Document text:
start

Thursday, June 02, 2005

Morgan Stanley: Hunted or Hunter

During the past month, the roles of the game seem to have been reversed for the Wall Street powerhouse Morgan Stanley. Well regarded as a dealmaker, the focus is on Morgan Stanley again, but this time the storied firm is in the uncomfortable and unimaginable position of acquisition target. The apparent cause of this change in fortune lies in internal disagreements, related to the company’s management performance, between its Chief Executive Officer Philip Purcell and old-line Morgan Stanley investment bankers. The firm’s turmoil has encouraged outsiders to bet on the likelihood of spin-offs or even a complete sale of the firm, in which players such as Bank of America and HSBC Holdings top the buyer’s list. If the rumors turn into reality, this will have been the first attempt of merger with another investment bank since Credit Suisse First Boston’s disastrous $13 billion deal with Donaldson, Lufkin & Jenrette Inc. in 2000.

Cultural clash or merely a conspiracy? The eight former executives waging the campaign against Mr. Purcell are veteran bankers from the firm before its merge with the retail brokerage house Dean Witter. They are claiming weak performances by businesses in the latter division drag down the performance of the whole company. They are also accusing Mr. Purcell – a former McKinsey & Co. consultant credited with making Dean Witter into a consumer powerhouse – of favoring executives from his old firm. Indeed, the recent nomination of two co-presidents (Stephen Crawford and Zoe Cruz) triggered the departure of several bankers (including the “rainmaker” Joseph Perella) feeding a growing culture clash between the white-shoe Wall Street firm and the retail division, including its Discover card unit.

end

Material provided:
start

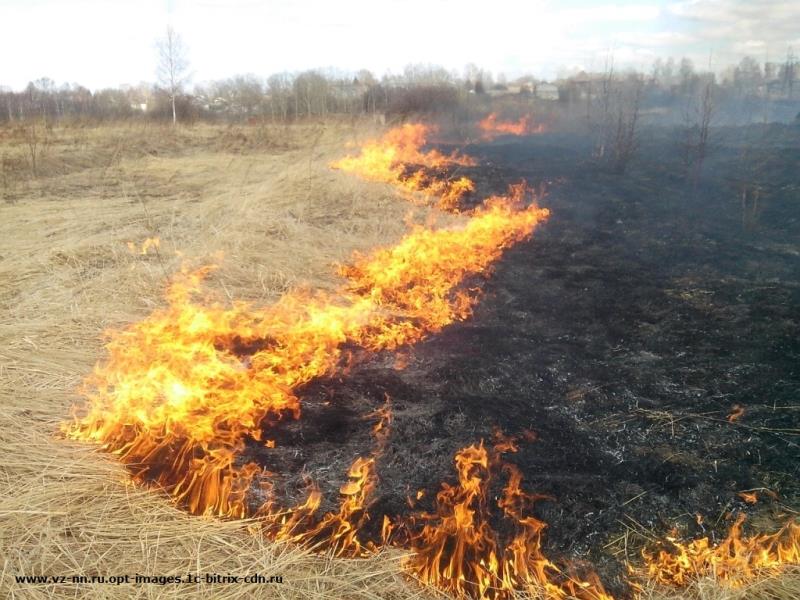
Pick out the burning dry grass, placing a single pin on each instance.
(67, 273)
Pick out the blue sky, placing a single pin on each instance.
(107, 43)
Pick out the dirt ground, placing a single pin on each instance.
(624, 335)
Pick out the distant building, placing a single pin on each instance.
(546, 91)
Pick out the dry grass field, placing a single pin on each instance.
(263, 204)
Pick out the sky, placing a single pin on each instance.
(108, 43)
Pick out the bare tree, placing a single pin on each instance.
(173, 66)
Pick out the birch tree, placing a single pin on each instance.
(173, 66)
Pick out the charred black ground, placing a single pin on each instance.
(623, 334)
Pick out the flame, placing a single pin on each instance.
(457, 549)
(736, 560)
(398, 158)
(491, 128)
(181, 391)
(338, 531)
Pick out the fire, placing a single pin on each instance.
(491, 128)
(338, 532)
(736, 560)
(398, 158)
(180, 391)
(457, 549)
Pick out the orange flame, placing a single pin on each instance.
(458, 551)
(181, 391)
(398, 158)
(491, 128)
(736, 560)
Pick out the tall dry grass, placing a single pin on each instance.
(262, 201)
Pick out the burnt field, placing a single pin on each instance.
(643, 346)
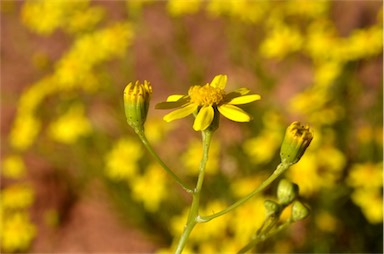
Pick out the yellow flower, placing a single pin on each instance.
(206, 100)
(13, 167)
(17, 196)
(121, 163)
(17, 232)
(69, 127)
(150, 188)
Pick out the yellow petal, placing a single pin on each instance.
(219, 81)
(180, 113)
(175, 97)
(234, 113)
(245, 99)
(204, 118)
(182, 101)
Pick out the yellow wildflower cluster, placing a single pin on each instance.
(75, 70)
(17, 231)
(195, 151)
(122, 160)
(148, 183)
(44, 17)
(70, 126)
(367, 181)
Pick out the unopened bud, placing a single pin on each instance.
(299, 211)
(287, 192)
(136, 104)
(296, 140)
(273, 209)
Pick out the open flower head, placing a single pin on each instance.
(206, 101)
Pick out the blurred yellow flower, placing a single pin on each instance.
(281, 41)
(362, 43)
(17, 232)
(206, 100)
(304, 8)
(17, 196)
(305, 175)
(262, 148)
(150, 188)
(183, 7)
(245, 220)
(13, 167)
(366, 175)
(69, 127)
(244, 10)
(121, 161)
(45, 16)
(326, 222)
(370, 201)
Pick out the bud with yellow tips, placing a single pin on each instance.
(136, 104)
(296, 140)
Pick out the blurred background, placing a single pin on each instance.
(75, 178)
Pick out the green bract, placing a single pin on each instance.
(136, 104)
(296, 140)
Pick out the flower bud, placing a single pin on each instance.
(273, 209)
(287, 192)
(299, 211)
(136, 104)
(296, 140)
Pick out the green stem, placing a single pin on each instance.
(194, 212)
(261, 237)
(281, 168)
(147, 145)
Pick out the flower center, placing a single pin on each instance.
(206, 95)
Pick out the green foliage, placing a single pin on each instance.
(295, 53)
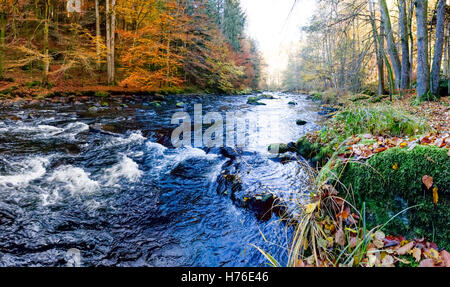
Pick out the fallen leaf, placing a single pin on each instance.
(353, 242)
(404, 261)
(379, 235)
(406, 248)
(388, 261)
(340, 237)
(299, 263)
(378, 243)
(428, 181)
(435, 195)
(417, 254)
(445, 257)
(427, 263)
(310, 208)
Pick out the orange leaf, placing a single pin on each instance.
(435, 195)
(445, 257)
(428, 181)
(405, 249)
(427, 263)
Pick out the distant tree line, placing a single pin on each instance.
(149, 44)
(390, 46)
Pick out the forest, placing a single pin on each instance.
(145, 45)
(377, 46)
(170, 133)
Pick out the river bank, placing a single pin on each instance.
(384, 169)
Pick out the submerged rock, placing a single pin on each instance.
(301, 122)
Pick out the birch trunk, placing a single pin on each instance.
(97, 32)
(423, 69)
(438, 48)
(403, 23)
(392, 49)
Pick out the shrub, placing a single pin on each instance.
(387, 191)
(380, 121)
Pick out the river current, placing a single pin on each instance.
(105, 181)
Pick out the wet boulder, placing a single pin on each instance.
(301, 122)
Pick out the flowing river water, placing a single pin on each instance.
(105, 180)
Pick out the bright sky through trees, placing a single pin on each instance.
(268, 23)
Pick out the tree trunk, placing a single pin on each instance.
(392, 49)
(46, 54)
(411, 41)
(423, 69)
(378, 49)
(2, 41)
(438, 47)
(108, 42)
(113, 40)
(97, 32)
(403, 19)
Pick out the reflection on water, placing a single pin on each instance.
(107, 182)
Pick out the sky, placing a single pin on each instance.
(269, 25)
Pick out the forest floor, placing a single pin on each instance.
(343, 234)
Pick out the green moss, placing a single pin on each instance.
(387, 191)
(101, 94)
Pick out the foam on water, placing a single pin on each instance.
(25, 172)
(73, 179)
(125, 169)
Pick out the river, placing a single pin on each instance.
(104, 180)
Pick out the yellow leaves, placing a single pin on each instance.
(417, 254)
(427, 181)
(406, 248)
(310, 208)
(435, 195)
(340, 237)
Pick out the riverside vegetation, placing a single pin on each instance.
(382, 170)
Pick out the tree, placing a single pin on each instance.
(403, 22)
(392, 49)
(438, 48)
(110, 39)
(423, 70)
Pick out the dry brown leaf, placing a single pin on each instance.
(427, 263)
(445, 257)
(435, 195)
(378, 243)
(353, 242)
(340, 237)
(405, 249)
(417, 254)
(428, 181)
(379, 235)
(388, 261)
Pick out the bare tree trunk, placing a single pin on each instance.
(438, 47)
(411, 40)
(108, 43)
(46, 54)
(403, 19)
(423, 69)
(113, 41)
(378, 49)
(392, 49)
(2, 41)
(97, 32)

end
start

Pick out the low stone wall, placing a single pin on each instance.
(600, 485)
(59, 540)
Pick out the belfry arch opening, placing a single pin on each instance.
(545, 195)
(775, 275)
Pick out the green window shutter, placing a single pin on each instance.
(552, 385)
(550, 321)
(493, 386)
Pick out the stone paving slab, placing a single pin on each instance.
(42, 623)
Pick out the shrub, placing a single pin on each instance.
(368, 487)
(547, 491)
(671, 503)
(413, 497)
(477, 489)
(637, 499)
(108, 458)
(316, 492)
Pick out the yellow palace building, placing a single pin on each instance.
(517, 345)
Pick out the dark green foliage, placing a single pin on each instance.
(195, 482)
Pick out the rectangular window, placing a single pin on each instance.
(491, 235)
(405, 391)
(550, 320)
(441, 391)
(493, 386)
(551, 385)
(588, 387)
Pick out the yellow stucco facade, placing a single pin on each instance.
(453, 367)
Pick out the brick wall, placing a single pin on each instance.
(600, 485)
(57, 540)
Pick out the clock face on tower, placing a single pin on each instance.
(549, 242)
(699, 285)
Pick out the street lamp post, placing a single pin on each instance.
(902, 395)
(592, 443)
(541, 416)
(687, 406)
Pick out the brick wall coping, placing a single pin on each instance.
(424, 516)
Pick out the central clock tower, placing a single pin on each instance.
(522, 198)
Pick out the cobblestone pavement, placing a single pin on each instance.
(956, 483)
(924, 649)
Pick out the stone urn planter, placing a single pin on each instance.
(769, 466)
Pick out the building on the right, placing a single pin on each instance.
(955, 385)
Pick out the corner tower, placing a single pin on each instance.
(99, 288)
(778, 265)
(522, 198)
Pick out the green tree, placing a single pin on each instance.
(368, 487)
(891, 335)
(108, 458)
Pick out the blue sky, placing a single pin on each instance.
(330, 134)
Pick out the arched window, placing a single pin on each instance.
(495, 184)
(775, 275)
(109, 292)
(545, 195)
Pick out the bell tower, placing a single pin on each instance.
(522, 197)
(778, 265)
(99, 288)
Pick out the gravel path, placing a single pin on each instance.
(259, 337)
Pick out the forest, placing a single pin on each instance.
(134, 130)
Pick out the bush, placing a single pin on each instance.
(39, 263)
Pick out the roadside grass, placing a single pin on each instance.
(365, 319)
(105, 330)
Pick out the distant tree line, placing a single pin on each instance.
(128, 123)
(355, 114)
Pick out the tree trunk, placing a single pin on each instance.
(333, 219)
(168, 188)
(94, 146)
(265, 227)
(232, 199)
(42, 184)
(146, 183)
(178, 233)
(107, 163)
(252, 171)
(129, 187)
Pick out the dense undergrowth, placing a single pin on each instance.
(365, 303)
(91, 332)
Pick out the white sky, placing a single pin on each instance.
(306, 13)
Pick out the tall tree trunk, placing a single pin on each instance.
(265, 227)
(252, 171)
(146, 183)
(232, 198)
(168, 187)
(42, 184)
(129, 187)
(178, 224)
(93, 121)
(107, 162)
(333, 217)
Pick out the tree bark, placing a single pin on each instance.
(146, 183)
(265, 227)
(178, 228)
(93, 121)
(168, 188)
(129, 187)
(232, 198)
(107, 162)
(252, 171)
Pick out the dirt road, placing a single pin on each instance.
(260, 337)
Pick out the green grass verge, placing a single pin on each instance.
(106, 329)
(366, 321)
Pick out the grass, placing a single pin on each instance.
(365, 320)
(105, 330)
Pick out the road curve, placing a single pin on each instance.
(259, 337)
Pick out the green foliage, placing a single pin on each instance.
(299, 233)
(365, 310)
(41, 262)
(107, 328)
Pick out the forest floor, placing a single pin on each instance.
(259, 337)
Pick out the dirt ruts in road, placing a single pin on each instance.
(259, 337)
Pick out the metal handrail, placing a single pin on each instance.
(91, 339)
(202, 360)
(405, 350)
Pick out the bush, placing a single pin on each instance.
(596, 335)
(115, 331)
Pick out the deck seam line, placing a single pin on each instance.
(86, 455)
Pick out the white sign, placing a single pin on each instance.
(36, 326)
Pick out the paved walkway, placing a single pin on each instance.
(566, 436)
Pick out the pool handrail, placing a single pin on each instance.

end
start

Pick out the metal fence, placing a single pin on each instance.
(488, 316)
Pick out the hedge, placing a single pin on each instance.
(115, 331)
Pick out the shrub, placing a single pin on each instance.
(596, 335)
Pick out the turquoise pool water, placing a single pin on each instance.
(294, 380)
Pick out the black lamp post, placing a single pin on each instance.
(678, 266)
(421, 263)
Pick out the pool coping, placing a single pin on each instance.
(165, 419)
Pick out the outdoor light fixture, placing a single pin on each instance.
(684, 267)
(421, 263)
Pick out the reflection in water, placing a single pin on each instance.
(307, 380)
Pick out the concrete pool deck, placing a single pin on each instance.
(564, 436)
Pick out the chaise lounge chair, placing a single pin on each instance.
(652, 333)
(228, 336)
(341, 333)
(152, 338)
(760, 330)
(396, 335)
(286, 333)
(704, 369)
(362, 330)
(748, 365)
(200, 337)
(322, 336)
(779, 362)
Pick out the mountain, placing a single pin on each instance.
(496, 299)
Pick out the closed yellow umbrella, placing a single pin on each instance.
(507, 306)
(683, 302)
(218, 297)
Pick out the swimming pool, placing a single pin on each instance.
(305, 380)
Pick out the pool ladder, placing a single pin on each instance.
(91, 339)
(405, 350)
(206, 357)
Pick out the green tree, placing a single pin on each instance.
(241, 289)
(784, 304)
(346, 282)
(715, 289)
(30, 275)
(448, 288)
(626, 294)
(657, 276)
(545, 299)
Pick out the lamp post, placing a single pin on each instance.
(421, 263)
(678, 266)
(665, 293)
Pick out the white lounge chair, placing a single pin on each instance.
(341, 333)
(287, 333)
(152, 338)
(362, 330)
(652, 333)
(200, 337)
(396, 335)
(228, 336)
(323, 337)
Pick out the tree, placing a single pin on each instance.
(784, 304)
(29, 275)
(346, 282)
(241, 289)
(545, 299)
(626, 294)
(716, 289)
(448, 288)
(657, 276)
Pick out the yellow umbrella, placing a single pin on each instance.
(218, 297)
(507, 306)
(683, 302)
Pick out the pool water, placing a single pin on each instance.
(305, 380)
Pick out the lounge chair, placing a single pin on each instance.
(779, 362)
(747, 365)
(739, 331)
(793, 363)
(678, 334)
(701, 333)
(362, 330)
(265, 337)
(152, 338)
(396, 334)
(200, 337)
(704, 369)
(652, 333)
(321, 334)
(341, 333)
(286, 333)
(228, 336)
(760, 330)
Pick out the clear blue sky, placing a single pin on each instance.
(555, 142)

end

Goal A:
Using the Morgan Stanley text, answer these:
(i) Which two buyers top the list for a possible sale of the firm?
(ii) How many former executives are waging the campaign against Mr. Purcell?
(iii) Who were nominated as the two co-presidents?
Goal B: From the Morgan Stanley text, return everything from "Cultural clash or" down to "Discover card unit.", copied word for word.

Expected output A:
(i) Bank of America and HSBC Holdings
(ii) Eight
(iii) Stephen Crawford and Zoe Cruz

Expected output B:
Cultural clash or merely a conspiracy? The eight former executives waging the campaign against Mr. Purcell are veteran bankers from the firm before its merge with the retail brokerage house Dean Witter. They are claiming weak performances by businesses in the latter division drag down the performance of the whole company. They are also accusing Mr. Purcell – a former McKinsey & Co. consultant credited with making Dean Witter into a consumer powerhouse – of favoring executives from his old firm. Indeed, the recent nomination of two co-presidents (Stephen Crawford and Zoe Cruz) triggered the departure of several bankers (including the “rainmaker” Joseph Perella) feeding a growing culture clash between the white-shoe Wall Street firm and the retail division, including its Discover card unit.